§ **Teks Bacaan**
◆ ◆ ◆ ◆ ◆ ◆ ◆

Menulis; Never Ending Learning Process



            Sebagai penulis pemula pasti pernah terbesit pertanyaan mengapa tulisan kita tidak sebagus tulisan-tulisan di laman tirto.co.id atau opini kompas? Atau mengapa tulisan yang saya buat begitu kaku dan tidak seasyik ketika membaca cerpen-cerpen Seno Gumira atau puisi-puisinya Sapardi.
Dihadapkan dengan begitu banyak tulisan yang paripurna itu, lantas kita sebagai penulis pemula sering kali merasa minder dan mendeskreditkan diri sebagai seorang yang payah dalam menulis, tanpa kita pahami apa itu sebenarnya hakikat menulis.

◆ ◆ ◆ ◆ ◆ ◆ ◆

§ **Bahan yang Diberikan**
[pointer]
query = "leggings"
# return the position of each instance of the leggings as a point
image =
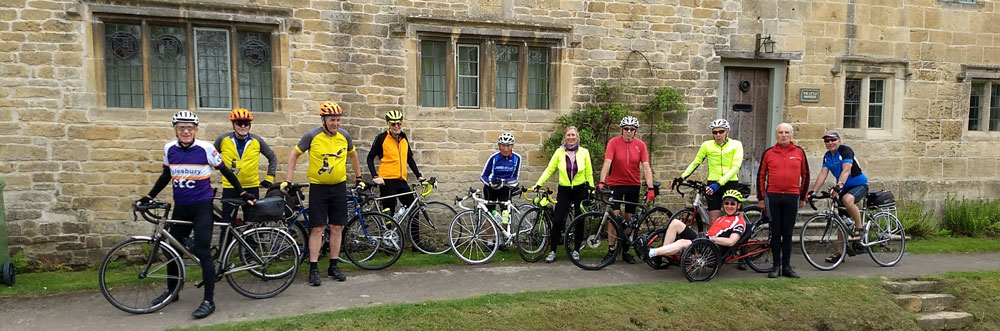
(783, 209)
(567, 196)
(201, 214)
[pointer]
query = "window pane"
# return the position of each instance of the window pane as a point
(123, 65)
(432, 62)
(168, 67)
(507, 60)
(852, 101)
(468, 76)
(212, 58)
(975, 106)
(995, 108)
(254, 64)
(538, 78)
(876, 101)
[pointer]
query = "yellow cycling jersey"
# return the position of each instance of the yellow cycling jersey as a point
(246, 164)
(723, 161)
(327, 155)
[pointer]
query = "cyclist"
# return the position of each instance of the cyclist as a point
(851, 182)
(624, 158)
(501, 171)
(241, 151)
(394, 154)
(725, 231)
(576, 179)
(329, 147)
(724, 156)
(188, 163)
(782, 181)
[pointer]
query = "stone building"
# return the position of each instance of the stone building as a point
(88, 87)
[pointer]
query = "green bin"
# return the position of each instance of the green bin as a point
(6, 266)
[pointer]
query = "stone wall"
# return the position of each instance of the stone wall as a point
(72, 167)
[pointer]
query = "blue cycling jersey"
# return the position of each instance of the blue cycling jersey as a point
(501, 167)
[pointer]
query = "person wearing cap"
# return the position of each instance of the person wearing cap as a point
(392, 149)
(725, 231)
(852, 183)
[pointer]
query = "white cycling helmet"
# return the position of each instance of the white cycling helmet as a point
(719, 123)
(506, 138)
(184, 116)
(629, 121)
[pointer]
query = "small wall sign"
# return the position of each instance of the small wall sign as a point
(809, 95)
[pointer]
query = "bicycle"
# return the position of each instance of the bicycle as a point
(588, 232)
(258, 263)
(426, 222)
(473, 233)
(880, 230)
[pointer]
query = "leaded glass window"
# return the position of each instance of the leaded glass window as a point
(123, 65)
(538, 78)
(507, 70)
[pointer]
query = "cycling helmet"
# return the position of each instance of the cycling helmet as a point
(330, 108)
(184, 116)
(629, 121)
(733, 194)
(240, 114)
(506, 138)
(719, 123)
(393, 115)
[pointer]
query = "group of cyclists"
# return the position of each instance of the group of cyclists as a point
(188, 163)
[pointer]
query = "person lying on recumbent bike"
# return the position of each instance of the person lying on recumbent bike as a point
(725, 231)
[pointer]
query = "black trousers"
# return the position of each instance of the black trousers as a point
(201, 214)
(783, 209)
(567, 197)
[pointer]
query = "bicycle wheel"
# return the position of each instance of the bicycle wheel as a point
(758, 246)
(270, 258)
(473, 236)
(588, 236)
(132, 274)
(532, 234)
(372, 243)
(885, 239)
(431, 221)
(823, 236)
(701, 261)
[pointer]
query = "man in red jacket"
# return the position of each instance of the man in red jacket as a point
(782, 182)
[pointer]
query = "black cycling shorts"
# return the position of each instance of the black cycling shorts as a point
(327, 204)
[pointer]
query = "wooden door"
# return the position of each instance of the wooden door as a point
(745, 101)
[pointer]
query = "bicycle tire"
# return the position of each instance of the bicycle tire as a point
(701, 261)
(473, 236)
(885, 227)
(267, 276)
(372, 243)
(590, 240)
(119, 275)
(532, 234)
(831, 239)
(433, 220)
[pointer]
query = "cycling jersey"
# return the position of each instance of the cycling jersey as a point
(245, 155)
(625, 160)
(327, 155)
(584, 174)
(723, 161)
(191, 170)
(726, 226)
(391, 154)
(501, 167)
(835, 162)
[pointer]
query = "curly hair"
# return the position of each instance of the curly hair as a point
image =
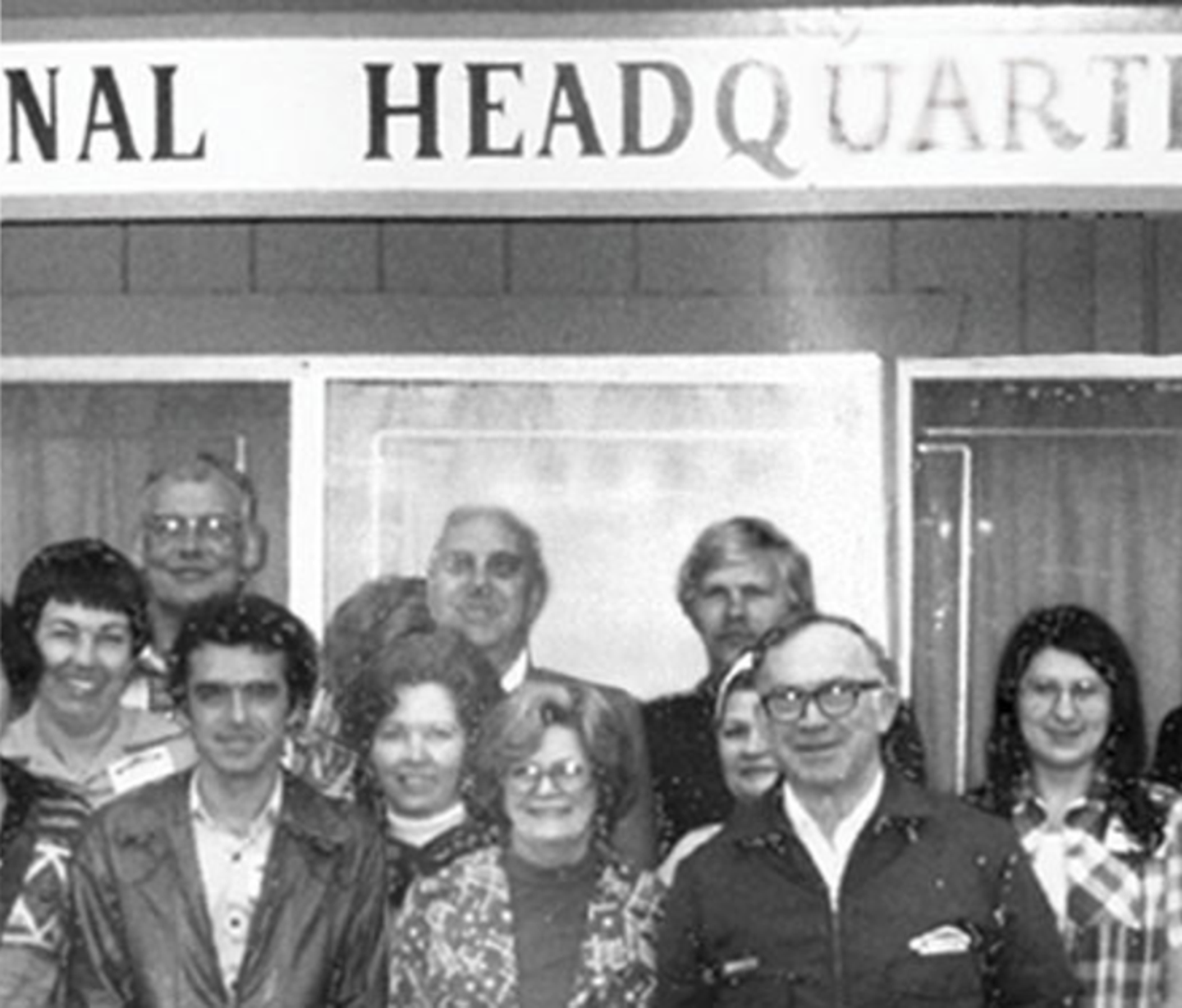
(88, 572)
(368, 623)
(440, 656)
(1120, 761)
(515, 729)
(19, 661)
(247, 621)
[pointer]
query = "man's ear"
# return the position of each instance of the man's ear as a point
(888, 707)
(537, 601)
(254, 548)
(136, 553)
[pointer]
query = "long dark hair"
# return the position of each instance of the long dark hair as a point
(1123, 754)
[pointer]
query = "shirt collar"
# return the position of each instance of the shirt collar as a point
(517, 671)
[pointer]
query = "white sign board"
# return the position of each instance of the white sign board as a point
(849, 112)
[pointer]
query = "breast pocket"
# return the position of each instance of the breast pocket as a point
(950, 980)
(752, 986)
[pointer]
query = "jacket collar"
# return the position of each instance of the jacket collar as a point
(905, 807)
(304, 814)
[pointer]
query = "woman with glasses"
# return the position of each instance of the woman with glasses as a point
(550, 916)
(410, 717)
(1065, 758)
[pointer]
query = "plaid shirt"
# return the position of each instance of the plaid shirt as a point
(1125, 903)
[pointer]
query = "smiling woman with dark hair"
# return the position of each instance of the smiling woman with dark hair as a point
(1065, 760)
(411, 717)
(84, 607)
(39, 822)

◆ ◆ ◆ ◆ ◆ ◆ ◆

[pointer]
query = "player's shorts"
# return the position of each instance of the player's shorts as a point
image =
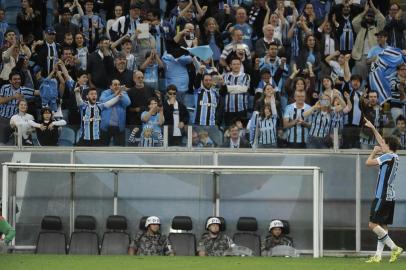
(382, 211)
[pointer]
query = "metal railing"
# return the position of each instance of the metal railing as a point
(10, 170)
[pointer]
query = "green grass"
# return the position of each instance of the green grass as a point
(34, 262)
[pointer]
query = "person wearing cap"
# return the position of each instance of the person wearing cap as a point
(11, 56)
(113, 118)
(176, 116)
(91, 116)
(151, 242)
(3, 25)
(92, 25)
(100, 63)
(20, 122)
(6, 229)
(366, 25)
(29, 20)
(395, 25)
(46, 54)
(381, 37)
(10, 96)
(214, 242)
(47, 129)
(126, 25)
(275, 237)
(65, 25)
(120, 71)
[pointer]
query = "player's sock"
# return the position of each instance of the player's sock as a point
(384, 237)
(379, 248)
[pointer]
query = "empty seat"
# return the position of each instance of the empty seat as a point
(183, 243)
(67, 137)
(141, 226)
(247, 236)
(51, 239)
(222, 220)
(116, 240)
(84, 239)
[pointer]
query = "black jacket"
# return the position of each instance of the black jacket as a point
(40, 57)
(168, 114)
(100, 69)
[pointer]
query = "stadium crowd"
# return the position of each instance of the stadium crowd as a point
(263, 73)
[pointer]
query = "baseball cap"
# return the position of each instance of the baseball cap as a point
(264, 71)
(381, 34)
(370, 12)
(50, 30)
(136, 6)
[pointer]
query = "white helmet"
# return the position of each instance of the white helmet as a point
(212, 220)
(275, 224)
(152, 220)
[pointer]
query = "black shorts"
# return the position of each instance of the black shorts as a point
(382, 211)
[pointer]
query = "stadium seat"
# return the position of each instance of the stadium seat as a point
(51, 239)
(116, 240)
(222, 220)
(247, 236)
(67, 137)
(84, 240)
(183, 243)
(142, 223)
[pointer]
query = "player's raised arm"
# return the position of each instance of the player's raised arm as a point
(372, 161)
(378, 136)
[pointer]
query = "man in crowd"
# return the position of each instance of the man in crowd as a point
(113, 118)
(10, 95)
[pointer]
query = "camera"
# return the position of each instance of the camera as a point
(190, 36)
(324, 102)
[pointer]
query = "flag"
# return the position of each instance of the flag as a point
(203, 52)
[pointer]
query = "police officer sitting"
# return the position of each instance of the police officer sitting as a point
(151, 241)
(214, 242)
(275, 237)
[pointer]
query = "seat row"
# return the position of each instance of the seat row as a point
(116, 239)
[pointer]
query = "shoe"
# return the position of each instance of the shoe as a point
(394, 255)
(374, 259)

◆ ◆ ◆ ◆ ◆ ◆ ◆

§ **Ketentuan Tugas**
1. Salin kembali bagian teks bacaan tentang menulis dari "Menulis; Never Ending" sampai "sebenarnya hakikat menulis.", lalu ganti "penulis pemula" dengan "penulis baru".
2. Lanjutkan teks bacaan tentang menulis setelah kalimat terakhirnya.

§ **Penyelesaian Tugas**
1.
Menulis; Never Ending Learning Process



            Sebagai penulis baru pasti pernah terbesit pertanyaan mengapa tulisan kita tidak sebagus tulisan-tulisan di laman tirto.co.id atau opini kompas? Atau mengapa tulisan yang saya buat begitu kaku dan tidak seasyik ketika membaca cerpen-cerpen Seno Gumira atau puisi-puisinya Sapardi.
Dihadapkan dengan begitu banyak tulisan yang paripurna itu, lantas kita sebagai penulis baru sering kali merasa minder dan mendeskreditkan diri sebagai seorang yang payah dalam menulis, tanpa kita pahami apa itu sebenarnya hakikat menulis.

2.
Burhan Nurgiyantoro (2001:273) mendeskrpsikan menulis sebagai, “Sebuah aktivitas menuangkan gagasan melalui media bahasa. Media bahasa yang dimaskudkan tentu saja adalah sebuah tulisan. Lebih spesifik lagi Seno Gumira Ajidarma dalam Ketika Jurnalisme Dibungkam Sastra Harus Bicara mengungkapkan bahwa, “Menulis adalah suatu cara untuk bicara, suatu cara untuk berkata, suatu cara untuk menyapa  - suatu cara untuk menyentuh seseorang yang lain entah di mana.” Dua kata kunci yang dapat kita ambil dari dua pernyataan di atas yaitu menulis merupakan (1) kegiatan menuangkan gagasan dalam sebuah tulisan dan (2) cara lain untuk berbicara.

Proses Panjang Kegiatan Menulis
Menulis kaitannya dengan kegiatan menuangkan gagasan dan pemikiran melalui tulisan berarti menuntut seorang penulis untuk terlebih dahulu mempunyai gagasan terstuktur. Tanpa gagasan yang memadai, mustahil kiranya seorang penulis dapat menuangkan pemikiranya dalam sebuah tulisan.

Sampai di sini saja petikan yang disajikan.